*TASK DESCRIPTION:* The records below hold a stretch from the line with "Each <instance> block covers" through the line with "negative clicks: (395, 314)"; return exactly those lines, ends included, and nothing more.
START DATA SUPPLIED
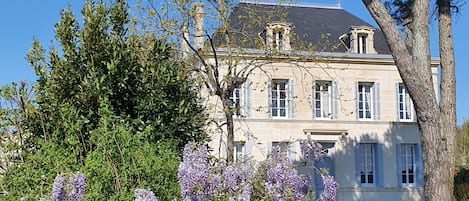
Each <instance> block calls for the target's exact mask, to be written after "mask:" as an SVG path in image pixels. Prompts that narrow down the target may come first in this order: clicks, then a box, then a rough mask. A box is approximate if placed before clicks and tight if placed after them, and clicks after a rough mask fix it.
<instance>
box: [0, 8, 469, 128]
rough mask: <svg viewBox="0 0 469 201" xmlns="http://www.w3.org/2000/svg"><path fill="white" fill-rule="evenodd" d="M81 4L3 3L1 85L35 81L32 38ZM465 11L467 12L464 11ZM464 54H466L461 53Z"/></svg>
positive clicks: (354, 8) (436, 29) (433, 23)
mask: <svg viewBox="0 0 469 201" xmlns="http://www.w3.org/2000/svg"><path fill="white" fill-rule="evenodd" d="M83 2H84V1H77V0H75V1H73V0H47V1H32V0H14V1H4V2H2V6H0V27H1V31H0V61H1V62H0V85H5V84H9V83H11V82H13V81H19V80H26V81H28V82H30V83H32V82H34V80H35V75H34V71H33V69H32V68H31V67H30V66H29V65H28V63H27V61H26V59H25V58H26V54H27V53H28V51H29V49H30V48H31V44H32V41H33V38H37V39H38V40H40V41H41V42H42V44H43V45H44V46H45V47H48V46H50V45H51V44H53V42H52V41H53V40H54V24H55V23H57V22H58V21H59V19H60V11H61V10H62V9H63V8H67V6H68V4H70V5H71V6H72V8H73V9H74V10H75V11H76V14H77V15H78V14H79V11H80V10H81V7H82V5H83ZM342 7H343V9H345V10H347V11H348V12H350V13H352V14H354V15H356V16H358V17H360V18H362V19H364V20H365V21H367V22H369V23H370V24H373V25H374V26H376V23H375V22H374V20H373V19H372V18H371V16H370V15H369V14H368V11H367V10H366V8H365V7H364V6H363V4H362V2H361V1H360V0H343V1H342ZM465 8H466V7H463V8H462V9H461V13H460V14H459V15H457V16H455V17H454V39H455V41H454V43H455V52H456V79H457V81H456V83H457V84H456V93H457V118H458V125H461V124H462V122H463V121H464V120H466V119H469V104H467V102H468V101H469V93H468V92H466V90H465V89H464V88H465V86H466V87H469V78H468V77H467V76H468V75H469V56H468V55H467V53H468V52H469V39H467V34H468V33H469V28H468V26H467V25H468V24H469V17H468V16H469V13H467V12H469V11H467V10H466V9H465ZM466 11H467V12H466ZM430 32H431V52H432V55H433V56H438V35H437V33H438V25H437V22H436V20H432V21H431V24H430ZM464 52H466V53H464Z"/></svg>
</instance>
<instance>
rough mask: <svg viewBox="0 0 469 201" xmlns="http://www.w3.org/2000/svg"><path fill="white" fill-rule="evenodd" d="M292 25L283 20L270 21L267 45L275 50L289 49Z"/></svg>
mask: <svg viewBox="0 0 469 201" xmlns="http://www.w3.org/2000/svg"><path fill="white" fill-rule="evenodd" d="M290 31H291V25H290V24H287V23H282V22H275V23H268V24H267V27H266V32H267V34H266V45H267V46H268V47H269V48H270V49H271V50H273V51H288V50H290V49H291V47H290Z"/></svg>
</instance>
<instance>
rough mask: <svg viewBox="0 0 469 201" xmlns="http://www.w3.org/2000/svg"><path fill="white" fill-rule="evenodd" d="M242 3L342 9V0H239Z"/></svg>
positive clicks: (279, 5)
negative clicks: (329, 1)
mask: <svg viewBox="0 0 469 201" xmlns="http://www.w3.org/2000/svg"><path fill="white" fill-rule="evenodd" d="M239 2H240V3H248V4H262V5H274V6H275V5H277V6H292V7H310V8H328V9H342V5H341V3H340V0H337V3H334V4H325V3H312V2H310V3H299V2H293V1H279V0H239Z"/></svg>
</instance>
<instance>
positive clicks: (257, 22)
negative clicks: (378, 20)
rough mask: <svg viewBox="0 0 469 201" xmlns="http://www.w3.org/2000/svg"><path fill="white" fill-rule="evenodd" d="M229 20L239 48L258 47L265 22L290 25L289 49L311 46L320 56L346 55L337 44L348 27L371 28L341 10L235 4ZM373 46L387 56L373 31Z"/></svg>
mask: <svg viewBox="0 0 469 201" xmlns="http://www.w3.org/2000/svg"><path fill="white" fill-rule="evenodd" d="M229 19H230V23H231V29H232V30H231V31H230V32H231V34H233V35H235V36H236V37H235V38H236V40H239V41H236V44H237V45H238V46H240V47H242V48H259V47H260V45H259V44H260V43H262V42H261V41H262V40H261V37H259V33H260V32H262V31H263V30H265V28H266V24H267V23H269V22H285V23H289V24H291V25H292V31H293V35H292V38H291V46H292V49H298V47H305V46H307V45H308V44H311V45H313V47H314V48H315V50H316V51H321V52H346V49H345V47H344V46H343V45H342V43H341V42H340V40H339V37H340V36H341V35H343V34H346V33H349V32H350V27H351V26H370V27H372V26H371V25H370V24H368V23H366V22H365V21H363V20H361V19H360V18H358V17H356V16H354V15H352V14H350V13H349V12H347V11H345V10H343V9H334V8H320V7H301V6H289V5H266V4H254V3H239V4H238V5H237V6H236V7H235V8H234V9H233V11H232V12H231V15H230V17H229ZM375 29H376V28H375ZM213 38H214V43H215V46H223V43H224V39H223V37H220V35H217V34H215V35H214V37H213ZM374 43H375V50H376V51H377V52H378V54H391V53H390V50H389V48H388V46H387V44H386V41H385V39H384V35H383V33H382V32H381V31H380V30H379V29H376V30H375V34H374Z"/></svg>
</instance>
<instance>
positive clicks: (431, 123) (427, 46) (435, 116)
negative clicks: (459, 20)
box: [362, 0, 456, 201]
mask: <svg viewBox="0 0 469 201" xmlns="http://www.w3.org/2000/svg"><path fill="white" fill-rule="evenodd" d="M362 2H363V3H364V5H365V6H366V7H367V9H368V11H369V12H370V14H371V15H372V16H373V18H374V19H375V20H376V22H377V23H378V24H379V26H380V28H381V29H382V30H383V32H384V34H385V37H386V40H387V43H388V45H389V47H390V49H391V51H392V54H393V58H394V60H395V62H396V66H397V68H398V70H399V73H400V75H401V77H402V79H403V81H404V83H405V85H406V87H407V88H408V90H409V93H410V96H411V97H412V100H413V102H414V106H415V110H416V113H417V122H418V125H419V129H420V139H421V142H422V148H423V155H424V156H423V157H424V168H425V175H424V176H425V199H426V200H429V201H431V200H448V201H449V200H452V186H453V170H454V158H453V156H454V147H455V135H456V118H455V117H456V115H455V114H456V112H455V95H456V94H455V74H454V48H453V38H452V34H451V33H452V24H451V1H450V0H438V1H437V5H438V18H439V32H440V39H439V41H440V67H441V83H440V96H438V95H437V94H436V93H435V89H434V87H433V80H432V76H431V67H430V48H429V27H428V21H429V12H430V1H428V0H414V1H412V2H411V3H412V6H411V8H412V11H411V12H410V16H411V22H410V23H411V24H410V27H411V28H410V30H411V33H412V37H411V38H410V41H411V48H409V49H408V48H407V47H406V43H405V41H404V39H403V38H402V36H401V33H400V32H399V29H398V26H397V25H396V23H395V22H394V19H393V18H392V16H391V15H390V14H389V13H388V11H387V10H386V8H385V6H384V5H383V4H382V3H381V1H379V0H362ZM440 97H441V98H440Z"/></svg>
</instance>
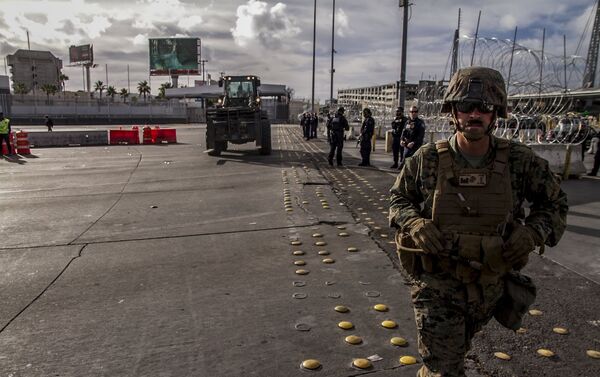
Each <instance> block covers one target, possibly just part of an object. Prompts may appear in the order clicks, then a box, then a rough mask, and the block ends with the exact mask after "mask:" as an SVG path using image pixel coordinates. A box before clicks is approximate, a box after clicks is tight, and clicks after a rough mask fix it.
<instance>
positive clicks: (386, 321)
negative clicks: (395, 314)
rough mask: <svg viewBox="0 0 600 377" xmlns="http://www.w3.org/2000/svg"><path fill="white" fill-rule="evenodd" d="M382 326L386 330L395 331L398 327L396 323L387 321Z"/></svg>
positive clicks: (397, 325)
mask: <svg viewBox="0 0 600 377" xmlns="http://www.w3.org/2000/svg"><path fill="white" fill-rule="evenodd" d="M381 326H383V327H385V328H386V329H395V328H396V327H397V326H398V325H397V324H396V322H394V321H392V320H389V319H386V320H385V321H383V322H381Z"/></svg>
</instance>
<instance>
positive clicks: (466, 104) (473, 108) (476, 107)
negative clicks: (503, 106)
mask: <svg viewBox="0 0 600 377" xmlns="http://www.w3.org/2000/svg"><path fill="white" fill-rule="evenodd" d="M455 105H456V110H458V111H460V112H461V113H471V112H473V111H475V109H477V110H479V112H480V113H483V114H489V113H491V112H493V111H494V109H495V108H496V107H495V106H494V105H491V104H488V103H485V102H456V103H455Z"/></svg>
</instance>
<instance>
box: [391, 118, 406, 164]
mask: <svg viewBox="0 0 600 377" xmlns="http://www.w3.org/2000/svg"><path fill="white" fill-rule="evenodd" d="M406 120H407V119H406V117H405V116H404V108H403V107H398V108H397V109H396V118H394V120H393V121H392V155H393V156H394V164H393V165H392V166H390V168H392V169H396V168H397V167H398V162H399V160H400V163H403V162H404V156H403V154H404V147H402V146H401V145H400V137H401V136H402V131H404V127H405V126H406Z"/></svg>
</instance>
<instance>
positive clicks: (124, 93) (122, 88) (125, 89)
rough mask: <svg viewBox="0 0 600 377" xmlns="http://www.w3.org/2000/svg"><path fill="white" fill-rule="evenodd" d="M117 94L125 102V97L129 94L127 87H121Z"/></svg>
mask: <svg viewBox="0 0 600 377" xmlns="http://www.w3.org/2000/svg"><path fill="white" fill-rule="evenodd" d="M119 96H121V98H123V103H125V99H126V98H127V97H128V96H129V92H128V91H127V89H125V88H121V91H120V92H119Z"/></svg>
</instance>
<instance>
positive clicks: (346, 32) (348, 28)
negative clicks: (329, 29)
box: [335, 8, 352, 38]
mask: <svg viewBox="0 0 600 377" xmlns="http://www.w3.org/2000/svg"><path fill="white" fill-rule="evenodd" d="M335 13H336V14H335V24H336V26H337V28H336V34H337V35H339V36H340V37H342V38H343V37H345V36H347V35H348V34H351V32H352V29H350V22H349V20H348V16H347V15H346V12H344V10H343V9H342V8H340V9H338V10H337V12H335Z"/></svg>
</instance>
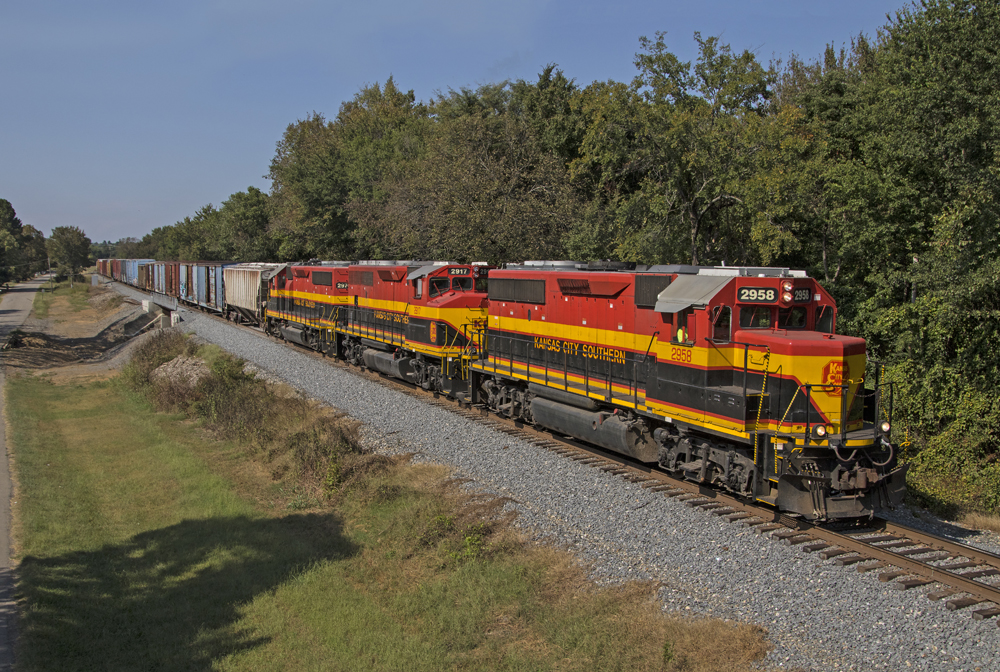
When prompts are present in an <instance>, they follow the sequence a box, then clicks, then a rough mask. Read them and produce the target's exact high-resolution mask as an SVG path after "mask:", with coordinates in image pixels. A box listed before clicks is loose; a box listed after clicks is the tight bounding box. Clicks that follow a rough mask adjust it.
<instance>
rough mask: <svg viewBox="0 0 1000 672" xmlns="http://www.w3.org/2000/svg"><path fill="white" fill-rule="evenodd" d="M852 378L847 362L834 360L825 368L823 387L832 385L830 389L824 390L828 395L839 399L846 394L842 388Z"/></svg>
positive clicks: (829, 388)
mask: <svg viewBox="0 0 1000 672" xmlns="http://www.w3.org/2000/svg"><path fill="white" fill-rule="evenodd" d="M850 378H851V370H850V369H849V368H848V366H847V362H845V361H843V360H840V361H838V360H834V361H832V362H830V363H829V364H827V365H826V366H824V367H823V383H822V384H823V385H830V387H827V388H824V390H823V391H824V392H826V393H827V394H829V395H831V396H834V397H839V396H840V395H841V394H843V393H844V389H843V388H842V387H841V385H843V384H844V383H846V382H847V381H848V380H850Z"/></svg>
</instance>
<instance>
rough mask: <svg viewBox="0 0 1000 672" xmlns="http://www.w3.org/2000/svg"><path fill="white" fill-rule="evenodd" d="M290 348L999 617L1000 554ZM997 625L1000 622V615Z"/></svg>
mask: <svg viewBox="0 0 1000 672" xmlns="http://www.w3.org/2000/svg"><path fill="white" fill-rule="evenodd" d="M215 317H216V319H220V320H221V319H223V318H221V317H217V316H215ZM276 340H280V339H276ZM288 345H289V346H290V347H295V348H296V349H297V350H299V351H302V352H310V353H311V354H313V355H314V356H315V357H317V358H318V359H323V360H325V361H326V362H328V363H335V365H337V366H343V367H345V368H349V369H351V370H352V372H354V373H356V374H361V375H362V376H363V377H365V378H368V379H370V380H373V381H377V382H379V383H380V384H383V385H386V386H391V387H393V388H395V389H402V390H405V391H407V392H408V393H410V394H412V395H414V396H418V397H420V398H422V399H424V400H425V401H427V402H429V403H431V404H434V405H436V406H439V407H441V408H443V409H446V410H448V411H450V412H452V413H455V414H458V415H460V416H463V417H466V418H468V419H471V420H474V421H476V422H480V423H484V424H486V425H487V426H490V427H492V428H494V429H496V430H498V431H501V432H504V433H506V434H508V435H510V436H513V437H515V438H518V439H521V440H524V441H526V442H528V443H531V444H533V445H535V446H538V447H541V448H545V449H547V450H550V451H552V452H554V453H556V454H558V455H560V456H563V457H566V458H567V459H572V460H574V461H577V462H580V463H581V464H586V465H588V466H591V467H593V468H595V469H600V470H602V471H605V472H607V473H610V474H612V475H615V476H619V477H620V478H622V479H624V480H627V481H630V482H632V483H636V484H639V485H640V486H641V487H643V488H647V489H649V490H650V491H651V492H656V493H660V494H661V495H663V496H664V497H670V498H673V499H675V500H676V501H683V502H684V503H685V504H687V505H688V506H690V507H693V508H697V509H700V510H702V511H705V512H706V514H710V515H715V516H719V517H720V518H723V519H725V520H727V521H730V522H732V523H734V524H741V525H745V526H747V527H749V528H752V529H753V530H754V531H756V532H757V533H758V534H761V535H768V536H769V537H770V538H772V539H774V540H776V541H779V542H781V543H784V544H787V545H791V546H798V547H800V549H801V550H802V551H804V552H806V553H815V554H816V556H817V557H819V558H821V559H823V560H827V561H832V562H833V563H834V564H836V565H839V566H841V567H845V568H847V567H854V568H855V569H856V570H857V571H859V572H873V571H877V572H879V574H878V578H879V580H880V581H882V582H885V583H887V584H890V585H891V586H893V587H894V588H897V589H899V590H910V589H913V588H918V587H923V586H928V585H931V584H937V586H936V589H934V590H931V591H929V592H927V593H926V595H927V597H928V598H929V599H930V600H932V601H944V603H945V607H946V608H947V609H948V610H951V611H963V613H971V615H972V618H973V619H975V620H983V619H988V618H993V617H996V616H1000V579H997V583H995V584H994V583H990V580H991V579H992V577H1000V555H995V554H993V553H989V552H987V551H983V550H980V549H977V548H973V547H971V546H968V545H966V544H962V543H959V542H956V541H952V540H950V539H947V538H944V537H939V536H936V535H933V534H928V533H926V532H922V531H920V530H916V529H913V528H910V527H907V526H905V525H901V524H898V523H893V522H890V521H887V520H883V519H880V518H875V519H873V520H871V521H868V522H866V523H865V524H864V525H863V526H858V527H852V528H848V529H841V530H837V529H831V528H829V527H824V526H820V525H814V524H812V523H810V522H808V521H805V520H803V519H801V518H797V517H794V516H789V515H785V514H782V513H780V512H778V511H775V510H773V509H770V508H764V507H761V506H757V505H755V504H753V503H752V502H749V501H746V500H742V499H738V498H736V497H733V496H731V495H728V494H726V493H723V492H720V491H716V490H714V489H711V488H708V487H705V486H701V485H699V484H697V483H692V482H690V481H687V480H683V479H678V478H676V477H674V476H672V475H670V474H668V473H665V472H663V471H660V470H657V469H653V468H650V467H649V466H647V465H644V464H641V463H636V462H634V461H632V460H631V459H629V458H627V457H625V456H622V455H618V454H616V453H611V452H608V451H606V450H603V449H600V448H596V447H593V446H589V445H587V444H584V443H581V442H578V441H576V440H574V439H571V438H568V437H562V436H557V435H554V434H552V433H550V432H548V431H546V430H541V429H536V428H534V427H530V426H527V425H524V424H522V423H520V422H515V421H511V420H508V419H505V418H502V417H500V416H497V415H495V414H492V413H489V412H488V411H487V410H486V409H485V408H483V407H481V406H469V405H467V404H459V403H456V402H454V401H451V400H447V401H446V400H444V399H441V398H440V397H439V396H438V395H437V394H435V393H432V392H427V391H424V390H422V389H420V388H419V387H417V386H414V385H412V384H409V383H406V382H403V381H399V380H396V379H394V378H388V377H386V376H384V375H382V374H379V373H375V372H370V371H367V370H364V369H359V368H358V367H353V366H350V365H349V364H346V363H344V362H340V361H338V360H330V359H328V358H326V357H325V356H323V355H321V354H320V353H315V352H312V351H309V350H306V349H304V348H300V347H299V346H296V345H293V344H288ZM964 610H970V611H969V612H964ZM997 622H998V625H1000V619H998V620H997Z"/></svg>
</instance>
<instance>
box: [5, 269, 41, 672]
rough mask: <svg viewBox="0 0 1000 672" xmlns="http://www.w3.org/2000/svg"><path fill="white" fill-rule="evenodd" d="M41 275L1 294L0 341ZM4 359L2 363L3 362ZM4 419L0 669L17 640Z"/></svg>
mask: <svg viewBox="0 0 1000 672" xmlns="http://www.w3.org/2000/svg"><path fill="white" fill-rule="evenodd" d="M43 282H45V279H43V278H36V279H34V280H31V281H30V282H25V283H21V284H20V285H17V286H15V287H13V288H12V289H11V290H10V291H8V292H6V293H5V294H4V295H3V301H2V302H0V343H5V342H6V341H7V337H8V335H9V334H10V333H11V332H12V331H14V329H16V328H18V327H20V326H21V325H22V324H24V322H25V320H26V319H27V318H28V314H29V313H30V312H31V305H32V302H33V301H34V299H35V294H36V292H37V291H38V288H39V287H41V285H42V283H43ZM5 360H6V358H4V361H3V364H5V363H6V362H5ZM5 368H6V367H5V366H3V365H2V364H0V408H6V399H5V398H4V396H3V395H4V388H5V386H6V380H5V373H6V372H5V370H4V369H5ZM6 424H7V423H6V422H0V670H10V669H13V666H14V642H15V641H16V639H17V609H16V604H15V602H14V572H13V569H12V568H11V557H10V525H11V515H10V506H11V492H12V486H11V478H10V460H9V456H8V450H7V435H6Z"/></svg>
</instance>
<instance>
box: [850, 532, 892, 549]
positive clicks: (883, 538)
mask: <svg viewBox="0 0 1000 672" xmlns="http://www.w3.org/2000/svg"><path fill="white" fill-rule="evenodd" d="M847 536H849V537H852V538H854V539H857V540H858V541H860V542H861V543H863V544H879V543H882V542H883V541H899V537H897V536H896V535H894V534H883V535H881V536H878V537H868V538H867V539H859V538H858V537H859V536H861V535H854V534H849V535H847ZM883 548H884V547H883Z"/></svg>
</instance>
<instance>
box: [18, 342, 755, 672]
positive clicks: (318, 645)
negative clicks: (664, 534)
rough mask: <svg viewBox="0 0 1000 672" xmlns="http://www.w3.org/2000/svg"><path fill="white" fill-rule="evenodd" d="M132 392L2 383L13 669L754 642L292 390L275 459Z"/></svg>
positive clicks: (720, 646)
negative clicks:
END DATA SUPPLIED
*ANSWER SECTION:*
Each <instance> block covers one target, possibly just part of an object. Prompts may appear in the order clicks, then a box, then a rough mask, and the block ends with the exact mask after "mask:" as an SVG path using image pixel coordinates. A box before clicks is approximate, a box after clicks is tight, and clicks after a rough mask fix it.
<instance>
positive clicks: (386, 321)
negative clicks: (395, 314)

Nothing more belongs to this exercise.